GIVEN PASSAGE:
Forums

PID Heater Control

Started by rickman November 22, 2015
If a heater is controlled by turning it on and off, does a PID algorithm 
help in more closely controlling the temperature?

Will running the PID loop faster than the temperature measurement 
improve anything?

How would a PID control be an improvement over a simple temperature 
comparison with or without an anticipator?

-- 

Rick
On Sun, 22 Nov 2015 14:33:55 -0500, rickman wrote:

> If a heater is controlled by turning it on and off, does a PID algorithm > help in more closely controlling the temperature?
Compared to what? Yes, compared to a lot of things.
> Will running the PID loop faster than the temperature measurement > improve anything?
Probably not much, however pulsing the heater on and off faster than the temperature measurement may well improve things -- it depends on whether you can turn the heater on and off quickly, and what it's thermal time constant is. In the extreme, turning power on and off to a heating element significantly faster than it's thermal time constant will give you steady, rather than pulsating, heat.
> How would a PID control be an improvement over a simple temperature > comparison with or without an anticipator?
Most on/off thermometer-ish systems need to see the temperature actually change to work. This is less the case with an anticipator, but that brings its own problems. In the case where the thermal loss is constant and the temperature needs to be held steady, and where the heating element is being pulsed significantly faster than the thermal time constant of the plant (if not the heater), then the PID would, in theory, hold the temperature dead steady -- or at least as steady as it can given how fast it is being pulsed on and off. -- www.wescottdesign.com
On 11/22/2015 4:11 PM, Tim Wescott wrote:
> On Sun, 22 Nov 2015 14:33:55 -0500, rickman wrote: > >> If a heater is controlled by turning it on and off, does a PID algorithm >> help in more closely controlling the temperature? > > Compared to what? Yes, compared to a lot of things.
A conventional type thermostat with a set point and a hysteresis band.
>> Will running the PID loop faster than the temperature measurement >> improve anything? > > Probably not much, however pulsing the heater on and off faster than the > temperature measurement may well improve things -- it depends on whether > you can turn the heater on and off quickly, and what it's thermal time > constant is. In the extreme, turning power on and off to a heating > element significantly faster than it's thermal time constant will give > you steady, rather than pulsating, heat.
If the temperature measurement isn't updated, how would the PID provide any better control over the temperature? At best it essentially does the same thing for 10 periods until the temperature reading is updated, at worse the integral term ramps up resulting in overshoot and oscillations.
>> How would a PID control be an improvement over a simple temperature >> comparison with or without an anticipator? > > Most on/off thermometer-ish systems need to see the temperature actually > change to work. This is less the case with an anticipator, but that > brings its own problems.
What problems does an anticipator create?

DATA LINES:
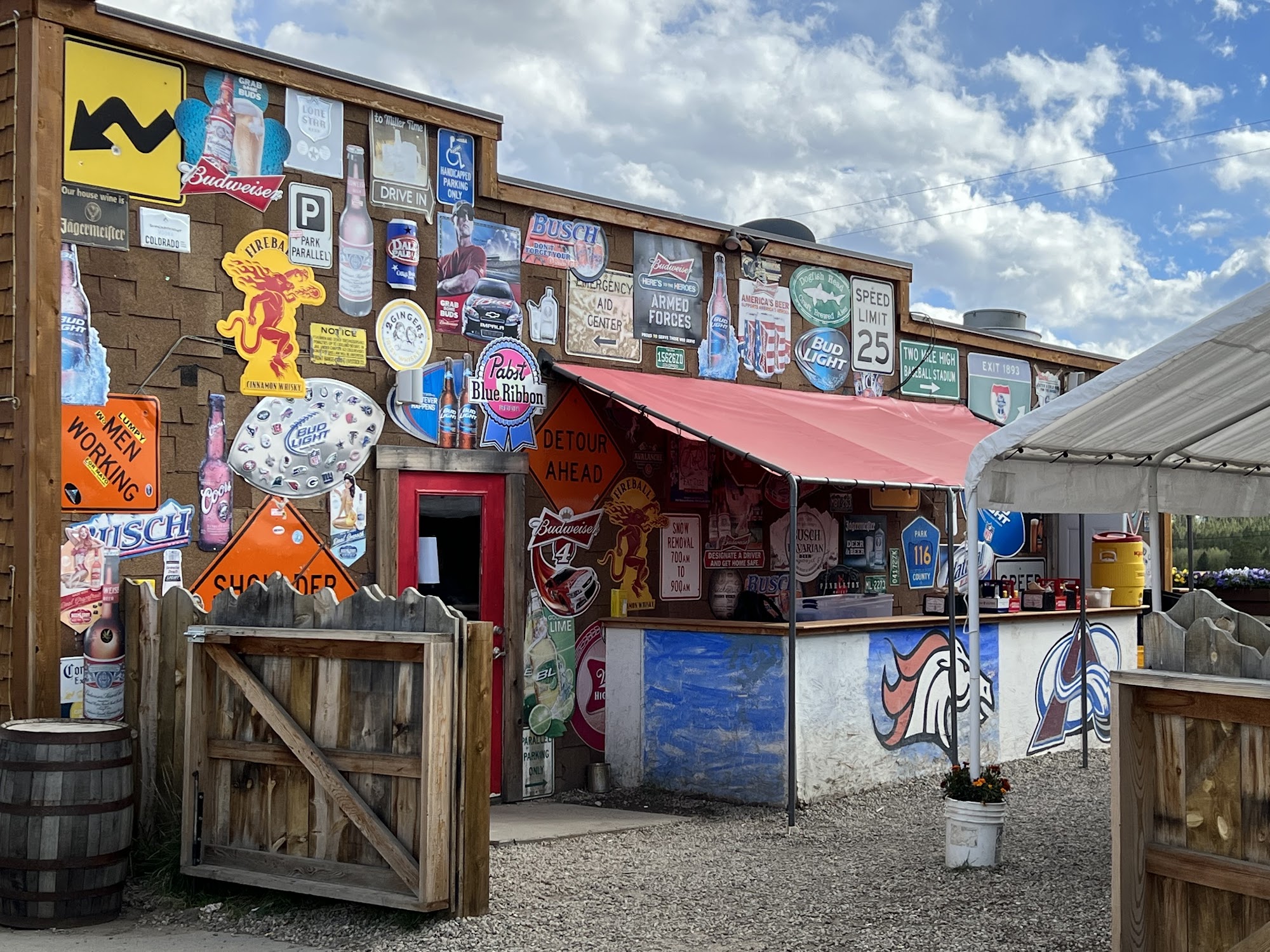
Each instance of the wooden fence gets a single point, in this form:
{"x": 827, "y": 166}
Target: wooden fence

AIM OF THE EXERCISE: From the PID heater thread, extract the text between "If the temperature" and "that > brings its own problems.", inclusive, word for word. Nothing in the listing matters for this.

THE REPLY:
If the temperature measurement isn't updated, how would the PID provide any better control over the temperature? At best it essentially does the same thing for 10 periods until the temperature reading is updated, at worse the integral term ramps up resulting in overshoot and oscillations.
>> How would a PID control be an improvement over a simple temperature >> comparison with or without an anticipator? > > Most on/off thermometer-ish systems need to see the temperature actually > change to work. This is less the case with an anticipator, but that > brings its own problems.